Exercise task a
Gather every line from the entries that contains the word "container", matching case exactly, and copy each of those lines.

=== Text provided ===

The province of Kurdistan (also known as Ardalan; ) was a western province of Safavid Iran, whose size varied throughout its existence due to political and military developments.

The office of vali (viceroy) of Kurdistan was generally held by the Ardalan dynasty, the leading power amongst the Kurdish confederations.

Administration 
Kurdistan was one of the five velayats of Safavid Iran, being ruled by a vali (viceroy), who was nearly an independent governor. The valis generally belonged to prominent local families, and were officially chosen by the shah as a compromise of regional autonomy. Nevertheless, they ruled in a hereditary manner. In rare occasions a vali was appointed to a velayat he had no connection to. This could possibly cause issues, such as in the 1680s Kurdistan, where a non-Kurdish vali chosen by Shah Soleyman () was chased out by the locals. The position of vali of Kurdistan was held by the Ardalan dynasty, the leading power amongst the Kurdish confederations. Available records suggest that before the 17th-century, the Safavids rarely intervened in the succession of the Ardalan governors. However, they did occasionally support one claimant against another.

History

16th century 
In 1508, the local rulers of Kurdistan acknowledged the suzerainty of the Safavids. Shah Tahmasp I () made numerous other attempts to inregrate the Kurds into his kingdom. The offspring of the Kurdish emirs were welcomed into the royal court and educated alongside the Safavid princes. They were anticipated to develop into devoted servants of the shah, being taught a variety of subjects, such as military expertise. Sharafkhan Bidlisi, who was raised at Tahmasp's court, described his upbringing there;

The modern historian Akihiko Yamaguchi considers Tahmasp's program to be "nothing less than a hostage policy", but also states that Sharafkhan Bidlisi's description demonstrates that Tahmasp planned to increase their loyalty to him, and that it significantly strengthened the court's relationship with the local lords. Another important aspect of Tahmasp's Kurdish policy was the enrollment of young members of Kurdish ruling families into the qurchi (royal guards). A Kurd who had been raised in the court or served as a qurchi was occasionally elevated to become the head of his own tribe. These tribal leaders were anticipated to keep preserve their personal ties with the shah and the royal court due to their court schooling or employment as a qurchi. Nevertheless, during Tahmasp's rule the Kurds were overlooked in the administration. Prominent positions in the political and military spheres were predominantly allocated to members of the Qizilbash; few Kurdish individuals acquired a rank high enough to be recognized in historical Safavid records and alike. Tahmasp's goal of ensuring the Kurds loyalty was mainly successful, since only a few Kurdish emirs defected to the Ottoman Empire after the Peace of Amasya, which forbid the Safavids and Ottomans from interfering in each others internal affairs.

===

Exercise task b
Write the next part of the history of the Safavid province of Kurdistan above, starting right after its last sentence.

=== Data in this exercise ===

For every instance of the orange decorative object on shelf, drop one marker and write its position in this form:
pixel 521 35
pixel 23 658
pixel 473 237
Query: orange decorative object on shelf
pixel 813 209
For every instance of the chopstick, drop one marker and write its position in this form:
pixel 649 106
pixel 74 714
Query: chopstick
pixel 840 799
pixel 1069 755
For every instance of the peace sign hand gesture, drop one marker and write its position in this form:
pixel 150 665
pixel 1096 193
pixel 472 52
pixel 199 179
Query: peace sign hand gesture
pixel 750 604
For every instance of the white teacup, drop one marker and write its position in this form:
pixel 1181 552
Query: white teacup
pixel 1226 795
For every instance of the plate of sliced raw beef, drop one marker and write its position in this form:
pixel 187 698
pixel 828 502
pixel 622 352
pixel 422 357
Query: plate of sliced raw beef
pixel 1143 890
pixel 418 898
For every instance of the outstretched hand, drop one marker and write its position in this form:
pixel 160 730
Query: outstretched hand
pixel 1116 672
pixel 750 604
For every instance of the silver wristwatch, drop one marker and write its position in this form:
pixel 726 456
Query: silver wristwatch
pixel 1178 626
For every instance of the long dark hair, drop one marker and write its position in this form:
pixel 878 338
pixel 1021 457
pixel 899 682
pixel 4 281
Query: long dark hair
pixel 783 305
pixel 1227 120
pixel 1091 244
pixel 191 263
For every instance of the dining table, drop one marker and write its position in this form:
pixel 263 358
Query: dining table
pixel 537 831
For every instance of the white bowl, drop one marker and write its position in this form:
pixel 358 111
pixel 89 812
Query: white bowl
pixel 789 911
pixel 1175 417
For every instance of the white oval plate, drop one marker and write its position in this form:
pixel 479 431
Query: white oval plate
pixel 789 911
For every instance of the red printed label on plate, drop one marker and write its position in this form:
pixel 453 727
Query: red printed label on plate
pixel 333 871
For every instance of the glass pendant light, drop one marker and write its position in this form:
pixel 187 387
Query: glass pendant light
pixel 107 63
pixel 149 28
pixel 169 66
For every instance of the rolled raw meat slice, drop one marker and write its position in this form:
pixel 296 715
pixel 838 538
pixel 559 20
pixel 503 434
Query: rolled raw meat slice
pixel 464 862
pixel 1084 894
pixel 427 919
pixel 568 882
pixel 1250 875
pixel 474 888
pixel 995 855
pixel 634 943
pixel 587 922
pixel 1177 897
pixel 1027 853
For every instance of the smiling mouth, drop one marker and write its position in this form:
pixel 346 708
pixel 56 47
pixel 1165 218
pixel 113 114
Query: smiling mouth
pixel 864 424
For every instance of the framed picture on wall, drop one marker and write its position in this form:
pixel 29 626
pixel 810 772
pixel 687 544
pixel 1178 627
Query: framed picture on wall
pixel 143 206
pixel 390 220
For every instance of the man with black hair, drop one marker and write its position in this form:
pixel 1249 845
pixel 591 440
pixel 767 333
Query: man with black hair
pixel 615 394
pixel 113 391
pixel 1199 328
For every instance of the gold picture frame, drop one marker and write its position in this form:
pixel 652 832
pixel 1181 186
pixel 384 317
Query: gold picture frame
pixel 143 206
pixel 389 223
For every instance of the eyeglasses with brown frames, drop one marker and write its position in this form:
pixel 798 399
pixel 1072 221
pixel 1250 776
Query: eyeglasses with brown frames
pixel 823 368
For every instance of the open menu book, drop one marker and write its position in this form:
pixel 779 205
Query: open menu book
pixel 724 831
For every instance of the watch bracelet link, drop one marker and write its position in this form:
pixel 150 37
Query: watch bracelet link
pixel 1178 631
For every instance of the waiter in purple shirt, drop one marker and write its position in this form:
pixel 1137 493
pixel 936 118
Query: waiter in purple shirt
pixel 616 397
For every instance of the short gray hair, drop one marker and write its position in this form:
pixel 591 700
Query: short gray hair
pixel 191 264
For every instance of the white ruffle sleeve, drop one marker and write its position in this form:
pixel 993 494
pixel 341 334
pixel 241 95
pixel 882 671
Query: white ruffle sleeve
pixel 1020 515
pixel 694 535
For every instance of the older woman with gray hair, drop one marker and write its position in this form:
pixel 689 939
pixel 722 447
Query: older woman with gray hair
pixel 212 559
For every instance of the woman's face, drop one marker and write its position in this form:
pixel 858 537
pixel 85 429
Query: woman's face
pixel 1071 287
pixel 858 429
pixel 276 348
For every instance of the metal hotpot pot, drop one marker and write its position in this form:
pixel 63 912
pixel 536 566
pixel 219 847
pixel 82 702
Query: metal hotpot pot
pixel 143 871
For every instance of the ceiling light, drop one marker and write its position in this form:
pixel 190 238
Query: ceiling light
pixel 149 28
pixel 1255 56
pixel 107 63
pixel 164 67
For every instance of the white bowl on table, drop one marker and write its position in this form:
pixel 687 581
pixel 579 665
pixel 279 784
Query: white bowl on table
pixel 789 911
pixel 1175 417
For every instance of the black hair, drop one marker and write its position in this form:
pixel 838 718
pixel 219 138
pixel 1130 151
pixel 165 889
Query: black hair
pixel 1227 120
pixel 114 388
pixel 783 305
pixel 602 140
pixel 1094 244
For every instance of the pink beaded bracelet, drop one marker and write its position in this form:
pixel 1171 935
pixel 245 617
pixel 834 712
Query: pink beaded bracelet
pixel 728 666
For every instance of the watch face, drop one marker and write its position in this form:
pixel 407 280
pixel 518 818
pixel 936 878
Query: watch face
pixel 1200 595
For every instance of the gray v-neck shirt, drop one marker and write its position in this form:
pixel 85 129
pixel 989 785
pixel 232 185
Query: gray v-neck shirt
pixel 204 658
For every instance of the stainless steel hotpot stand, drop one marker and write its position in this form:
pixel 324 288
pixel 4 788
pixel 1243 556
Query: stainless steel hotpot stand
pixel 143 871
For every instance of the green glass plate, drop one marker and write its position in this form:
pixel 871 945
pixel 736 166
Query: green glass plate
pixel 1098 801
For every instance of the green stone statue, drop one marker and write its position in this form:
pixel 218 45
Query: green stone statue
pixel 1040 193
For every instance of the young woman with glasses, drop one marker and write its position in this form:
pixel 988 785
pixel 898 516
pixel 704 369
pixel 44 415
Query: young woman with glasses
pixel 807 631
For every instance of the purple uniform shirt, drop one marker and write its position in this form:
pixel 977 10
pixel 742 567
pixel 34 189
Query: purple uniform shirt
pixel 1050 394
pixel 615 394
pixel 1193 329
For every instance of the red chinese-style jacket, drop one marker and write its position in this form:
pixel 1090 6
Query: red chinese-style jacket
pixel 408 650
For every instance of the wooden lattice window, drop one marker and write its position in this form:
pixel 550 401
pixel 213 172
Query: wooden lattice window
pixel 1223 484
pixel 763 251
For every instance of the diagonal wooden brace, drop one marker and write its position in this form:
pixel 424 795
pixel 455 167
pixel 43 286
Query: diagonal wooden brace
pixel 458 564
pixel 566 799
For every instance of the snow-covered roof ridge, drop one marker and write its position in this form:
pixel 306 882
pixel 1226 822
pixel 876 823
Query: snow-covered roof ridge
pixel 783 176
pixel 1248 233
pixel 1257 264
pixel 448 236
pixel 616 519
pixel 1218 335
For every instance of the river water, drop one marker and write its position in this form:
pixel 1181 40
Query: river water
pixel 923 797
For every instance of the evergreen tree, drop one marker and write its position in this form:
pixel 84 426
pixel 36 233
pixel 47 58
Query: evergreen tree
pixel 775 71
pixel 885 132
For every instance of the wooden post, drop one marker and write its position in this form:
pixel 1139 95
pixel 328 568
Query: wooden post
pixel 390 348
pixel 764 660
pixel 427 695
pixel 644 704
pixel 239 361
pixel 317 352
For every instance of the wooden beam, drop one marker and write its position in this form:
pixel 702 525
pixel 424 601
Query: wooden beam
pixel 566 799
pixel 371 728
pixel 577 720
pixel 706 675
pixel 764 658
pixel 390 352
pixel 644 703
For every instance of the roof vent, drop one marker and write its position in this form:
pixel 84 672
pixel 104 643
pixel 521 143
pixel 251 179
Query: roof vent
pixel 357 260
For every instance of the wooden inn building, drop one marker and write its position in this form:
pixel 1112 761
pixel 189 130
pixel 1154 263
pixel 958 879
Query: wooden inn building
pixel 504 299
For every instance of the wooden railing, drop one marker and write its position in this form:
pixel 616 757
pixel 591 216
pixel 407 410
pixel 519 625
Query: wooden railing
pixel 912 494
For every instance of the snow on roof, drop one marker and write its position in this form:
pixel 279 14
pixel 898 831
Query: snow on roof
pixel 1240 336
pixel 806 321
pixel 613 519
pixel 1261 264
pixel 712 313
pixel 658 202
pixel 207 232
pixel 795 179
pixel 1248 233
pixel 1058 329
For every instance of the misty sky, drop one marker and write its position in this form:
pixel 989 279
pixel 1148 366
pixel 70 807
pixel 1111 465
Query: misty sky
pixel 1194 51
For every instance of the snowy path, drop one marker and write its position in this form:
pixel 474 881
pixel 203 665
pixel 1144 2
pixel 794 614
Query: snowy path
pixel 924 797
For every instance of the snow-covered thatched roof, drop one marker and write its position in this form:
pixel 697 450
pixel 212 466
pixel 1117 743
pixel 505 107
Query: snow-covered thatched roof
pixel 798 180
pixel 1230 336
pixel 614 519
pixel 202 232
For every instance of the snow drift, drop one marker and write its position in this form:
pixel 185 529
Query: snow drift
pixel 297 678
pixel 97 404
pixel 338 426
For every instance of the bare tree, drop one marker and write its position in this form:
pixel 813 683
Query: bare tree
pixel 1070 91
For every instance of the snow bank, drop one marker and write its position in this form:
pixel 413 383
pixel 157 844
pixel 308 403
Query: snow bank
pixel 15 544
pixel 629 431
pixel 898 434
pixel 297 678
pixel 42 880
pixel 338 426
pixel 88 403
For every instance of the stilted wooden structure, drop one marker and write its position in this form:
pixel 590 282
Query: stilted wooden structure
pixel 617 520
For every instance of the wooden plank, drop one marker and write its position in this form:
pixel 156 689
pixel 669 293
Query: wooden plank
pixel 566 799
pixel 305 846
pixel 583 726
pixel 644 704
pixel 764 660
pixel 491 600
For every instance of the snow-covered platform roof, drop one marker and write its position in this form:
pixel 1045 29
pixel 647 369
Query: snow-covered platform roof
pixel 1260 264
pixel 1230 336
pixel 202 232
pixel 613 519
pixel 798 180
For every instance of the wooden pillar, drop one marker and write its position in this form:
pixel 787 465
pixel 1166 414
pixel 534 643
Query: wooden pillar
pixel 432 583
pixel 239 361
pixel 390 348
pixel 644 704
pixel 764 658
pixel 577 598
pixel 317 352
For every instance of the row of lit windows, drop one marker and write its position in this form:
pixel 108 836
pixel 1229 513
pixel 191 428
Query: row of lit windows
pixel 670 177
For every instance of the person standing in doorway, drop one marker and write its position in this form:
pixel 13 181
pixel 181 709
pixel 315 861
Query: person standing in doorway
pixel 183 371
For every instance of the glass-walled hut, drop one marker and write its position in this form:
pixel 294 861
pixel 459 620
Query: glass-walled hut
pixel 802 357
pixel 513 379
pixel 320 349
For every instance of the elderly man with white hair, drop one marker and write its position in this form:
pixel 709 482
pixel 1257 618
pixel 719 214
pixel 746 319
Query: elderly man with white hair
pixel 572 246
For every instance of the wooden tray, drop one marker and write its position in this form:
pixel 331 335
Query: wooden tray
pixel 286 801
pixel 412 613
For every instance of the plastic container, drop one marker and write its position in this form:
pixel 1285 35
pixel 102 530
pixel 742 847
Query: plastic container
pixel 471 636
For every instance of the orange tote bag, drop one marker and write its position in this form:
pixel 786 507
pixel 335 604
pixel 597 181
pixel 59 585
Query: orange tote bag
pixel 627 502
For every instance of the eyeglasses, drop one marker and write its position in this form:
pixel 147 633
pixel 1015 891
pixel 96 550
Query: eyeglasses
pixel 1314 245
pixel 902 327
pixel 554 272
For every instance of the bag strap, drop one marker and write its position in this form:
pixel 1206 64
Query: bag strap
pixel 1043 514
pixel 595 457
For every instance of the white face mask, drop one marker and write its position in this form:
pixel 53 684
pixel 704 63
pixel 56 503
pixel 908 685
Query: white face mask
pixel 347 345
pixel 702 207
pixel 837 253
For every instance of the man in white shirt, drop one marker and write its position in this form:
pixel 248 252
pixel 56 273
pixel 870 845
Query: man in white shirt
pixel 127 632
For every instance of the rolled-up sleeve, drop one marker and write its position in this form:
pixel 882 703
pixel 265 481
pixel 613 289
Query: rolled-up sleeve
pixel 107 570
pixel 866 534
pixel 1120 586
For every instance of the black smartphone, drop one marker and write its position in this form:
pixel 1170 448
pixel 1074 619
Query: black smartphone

===

Final answer a
For every instance of the plastic container, drop one marker and write its position in this form:
Query: plastic container

Final answer b
Following the death of Tahmasp in 1576, a power struggle amongst the Qizilbash tribes ensured, shortly followed by a Ottoman invasion, which impelled the Kurdish tribes under Safavid rule to once again switch back and forth between them and the Ottomans. The conflict was resolved through the Treaty of Constantinople in 1590, which led to the relinquishment of the western portion of Iran to the Ottomans. This also included the majority of Kurdistan, which would remain in Ottoman hands for over ten years. From 1577 onwards, Sonqor and Dinavar came under direct Safavid control, and continued to do so even after Zanganeh tribe were made its hereditary governors in 1639.

Kurdistan was amongst the areas affected by the reforms of Shah Abbas I (). From now on, as long as the Kurdish emirs remained faithful to Safavids, their hereditary titles would be acknowledged by the shah. This practice would last until the collapse of the Safavid kingdom. Kurdish tribal leaders were also given governor posts in provinces outside Kurdistan, particularly on the eastern and southern perimeter of Iran.

17th century 
The size of Kurdistan and autonomy of the Ardalan valis decreased after the Iranian–Ottoman Treaty of Zohab in 1639. The western half of Kurdistan was ceded to the Ottomans, which included Shahrezur, Qaradagh, Qezelja, Sarutchek, Kirkuk, Rawandez, Emayideh, Koy, Harir and the western portion of Avraman. The extent of Kurdistan was thus now restricted to that of Sanandaj, Marivan, eastern Avraman, Baneh, Saqqeh, Javanrud, and some of the Jaf confederacy. This also led to the downfall of the Kurdish principalities of Shahrezur and Dinavar. The shah now had the authority to freely appoint and dismiss the vali, and Kurdish problems were from now on settled by appealing to Isfahan.

18th century 
Near the collapse of the Safavid state, Kurdistan was composed of the following administrative jurisdictions (also referred to as subordinate governorships): Avraman, Baneh, Bakhtiyari, Javanrud, Khorkhoreh, and Lorestan-e Feyli.

The Safavid era played a substantial role in the integration of Iranian Kurdistan into the political structure of Iran. The Kurdish local elites were strongly aware of their affiliation with Iran, which helped shape Iran's western border.

List of governors 
This is a list of the known figures who governed Kurdistan or parts of it. Beglerbeg, hakem and vali were all administrative titles designating the governor.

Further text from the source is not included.